YOUR TASK: Take the lines from the beginning of the data below through the line holding "Target: potted plant" and return exactly those.

DATASET CONTENT:
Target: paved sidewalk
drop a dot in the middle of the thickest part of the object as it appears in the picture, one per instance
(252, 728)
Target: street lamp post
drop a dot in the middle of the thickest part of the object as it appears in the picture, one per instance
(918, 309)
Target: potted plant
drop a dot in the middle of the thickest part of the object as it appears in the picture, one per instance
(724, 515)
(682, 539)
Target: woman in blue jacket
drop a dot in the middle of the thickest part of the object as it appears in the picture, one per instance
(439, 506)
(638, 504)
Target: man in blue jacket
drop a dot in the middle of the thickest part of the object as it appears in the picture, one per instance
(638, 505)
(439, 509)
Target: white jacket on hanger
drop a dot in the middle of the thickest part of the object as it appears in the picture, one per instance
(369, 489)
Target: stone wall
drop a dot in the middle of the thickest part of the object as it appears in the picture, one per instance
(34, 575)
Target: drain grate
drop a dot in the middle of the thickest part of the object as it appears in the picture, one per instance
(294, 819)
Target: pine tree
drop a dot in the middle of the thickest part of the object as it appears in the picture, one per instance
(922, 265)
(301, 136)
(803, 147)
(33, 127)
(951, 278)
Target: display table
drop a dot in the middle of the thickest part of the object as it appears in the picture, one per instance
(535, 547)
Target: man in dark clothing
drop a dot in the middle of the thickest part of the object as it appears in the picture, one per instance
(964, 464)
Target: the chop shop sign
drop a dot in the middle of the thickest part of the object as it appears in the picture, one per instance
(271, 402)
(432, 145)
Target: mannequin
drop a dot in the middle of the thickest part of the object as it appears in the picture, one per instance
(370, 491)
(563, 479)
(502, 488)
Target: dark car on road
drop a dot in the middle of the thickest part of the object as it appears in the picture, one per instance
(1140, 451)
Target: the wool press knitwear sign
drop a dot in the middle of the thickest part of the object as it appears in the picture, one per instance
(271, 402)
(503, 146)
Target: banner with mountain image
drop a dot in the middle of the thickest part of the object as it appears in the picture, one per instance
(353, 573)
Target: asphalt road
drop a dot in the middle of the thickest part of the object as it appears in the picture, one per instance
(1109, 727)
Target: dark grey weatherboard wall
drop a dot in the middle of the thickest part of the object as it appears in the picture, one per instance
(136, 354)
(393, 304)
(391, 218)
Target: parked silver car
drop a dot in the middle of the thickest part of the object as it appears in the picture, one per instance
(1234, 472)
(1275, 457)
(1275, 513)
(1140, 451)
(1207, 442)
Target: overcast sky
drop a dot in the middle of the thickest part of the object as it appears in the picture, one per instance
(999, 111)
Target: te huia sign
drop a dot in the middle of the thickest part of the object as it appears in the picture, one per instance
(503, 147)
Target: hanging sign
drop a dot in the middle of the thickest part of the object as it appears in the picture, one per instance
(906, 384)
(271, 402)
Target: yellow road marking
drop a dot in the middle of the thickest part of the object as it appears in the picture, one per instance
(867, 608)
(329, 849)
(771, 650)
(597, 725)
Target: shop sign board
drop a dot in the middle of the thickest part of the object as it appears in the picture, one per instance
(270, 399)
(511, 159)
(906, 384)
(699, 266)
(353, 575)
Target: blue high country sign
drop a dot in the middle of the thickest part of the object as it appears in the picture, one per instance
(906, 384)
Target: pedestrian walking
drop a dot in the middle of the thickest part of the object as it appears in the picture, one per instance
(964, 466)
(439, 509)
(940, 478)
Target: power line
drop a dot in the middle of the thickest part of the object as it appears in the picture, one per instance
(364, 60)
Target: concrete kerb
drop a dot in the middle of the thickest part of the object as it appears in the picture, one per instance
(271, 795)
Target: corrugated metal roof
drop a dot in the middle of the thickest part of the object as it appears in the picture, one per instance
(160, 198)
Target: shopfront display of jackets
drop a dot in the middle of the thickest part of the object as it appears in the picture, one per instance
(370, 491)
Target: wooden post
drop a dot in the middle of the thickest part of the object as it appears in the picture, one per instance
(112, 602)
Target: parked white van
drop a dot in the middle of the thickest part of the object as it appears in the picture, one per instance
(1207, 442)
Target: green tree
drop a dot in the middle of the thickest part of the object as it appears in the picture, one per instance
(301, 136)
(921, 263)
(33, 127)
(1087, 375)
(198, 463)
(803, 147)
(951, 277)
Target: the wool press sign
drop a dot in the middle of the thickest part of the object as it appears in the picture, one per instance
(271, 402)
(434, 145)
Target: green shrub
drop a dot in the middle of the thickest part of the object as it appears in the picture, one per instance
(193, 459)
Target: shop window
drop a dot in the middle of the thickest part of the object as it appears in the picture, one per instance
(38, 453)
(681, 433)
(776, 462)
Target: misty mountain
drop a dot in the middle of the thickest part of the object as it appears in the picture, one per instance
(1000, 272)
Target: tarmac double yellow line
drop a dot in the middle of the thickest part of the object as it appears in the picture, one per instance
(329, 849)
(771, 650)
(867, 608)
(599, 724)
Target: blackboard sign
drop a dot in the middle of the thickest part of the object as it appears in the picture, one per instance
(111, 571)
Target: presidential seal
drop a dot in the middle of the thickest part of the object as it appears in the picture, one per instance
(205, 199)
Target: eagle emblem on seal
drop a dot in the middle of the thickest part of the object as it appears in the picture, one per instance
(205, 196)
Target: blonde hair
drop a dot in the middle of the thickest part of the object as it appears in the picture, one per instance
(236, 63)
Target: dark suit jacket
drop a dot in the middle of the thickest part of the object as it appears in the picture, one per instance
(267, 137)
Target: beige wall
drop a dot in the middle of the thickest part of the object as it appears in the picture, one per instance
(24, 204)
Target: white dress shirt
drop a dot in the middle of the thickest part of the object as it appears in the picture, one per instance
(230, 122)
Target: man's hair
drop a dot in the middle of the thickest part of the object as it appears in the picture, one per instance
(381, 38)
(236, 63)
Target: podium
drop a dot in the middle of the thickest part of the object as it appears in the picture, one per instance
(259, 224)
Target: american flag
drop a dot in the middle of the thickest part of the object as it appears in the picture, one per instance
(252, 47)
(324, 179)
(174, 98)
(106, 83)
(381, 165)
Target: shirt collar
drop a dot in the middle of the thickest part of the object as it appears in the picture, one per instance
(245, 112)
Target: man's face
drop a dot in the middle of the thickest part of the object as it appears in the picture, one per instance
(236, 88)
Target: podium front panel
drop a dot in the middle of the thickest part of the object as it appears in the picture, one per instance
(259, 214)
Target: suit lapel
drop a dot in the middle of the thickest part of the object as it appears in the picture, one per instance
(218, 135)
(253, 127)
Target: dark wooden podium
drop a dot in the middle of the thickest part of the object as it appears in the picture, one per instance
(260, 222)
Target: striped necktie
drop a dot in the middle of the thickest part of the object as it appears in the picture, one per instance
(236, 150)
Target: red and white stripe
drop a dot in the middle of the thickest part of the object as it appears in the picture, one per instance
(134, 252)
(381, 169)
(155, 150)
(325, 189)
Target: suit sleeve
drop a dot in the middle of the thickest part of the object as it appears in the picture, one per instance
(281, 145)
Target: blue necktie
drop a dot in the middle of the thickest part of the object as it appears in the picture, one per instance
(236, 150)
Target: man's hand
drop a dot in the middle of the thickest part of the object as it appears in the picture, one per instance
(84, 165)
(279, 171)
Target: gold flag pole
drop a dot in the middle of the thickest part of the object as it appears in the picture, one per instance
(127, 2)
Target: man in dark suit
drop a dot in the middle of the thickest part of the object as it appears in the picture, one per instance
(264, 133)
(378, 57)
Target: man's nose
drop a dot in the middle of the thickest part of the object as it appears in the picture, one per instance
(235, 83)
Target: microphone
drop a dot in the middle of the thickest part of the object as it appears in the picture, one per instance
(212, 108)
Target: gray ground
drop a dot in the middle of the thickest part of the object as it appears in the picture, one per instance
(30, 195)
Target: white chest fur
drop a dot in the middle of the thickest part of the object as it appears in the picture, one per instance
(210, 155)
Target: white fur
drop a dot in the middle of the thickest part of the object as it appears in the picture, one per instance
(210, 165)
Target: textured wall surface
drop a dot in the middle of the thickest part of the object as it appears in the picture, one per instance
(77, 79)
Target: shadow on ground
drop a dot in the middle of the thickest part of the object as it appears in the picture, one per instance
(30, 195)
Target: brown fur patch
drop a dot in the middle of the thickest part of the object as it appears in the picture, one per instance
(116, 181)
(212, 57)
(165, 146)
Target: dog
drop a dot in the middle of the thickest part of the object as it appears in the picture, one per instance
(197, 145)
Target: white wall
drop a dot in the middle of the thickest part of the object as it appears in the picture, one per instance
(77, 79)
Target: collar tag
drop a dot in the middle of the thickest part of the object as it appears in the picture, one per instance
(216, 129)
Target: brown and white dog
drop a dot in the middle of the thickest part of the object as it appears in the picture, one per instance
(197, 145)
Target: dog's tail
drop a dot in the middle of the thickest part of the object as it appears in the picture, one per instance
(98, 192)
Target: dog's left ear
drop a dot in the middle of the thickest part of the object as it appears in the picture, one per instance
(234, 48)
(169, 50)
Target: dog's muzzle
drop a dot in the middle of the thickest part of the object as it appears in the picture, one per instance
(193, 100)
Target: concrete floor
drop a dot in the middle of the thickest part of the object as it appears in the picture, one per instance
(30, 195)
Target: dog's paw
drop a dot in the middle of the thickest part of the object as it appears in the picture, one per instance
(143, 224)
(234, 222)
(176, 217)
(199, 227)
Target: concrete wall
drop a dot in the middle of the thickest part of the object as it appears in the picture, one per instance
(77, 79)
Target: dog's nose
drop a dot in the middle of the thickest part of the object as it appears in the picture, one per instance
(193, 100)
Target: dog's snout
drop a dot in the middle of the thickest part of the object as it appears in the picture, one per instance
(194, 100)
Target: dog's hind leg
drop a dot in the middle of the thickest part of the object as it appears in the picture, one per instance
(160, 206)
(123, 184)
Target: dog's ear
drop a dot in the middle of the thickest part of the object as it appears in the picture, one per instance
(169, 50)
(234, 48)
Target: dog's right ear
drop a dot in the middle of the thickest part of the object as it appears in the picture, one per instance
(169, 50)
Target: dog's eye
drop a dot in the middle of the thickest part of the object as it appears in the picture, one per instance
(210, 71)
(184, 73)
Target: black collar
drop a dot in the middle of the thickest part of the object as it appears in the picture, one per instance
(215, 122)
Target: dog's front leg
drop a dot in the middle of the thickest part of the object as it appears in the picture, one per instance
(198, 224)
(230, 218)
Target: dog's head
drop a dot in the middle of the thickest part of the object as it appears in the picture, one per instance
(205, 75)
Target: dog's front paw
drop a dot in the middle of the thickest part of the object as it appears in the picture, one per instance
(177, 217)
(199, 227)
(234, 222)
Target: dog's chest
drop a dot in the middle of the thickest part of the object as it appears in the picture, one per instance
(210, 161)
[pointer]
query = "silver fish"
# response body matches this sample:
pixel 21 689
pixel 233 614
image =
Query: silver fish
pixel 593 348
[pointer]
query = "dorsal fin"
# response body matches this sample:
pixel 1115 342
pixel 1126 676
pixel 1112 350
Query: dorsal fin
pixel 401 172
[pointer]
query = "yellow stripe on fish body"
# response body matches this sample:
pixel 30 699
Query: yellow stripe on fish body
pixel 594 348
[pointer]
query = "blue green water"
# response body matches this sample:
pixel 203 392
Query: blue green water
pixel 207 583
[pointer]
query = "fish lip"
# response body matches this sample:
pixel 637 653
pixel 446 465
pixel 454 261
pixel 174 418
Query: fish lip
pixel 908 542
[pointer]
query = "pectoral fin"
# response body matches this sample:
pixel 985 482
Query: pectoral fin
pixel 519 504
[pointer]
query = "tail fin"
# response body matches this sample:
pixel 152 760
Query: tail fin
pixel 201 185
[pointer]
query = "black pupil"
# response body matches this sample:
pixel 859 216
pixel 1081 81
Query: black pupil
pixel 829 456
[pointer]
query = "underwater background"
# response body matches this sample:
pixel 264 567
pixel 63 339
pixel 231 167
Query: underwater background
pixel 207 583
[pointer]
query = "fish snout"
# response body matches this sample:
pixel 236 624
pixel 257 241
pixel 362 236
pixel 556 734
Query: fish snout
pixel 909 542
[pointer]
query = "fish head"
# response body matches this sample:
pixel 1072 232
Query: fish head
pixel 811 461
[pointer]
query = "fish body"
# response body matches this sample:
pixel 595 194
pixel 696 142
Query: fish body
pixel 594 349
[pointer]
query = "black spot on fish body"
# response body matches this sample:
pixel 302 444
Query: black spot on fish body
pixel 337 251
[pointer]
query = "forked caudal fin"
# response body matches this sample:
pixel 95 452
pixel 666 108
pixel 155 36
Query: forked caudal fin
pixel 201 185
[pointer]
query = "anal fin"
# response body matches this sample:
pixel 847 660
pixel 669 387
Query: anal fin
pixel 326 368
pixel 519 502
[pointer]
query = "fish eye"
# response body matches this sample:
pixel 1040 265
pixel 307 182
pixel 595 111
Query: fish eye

ANSWER TO THE PROBLEM:
Target: paved sidewalk
drop a dot in the middle of the thickest part of the object as it appears in the picture, one per instance
(252, 728)
Target: street lamp post
drop a dot in the middle of the thickest part of the object as it appears in the picture, one per instance
(918, 309)
Target: potted plant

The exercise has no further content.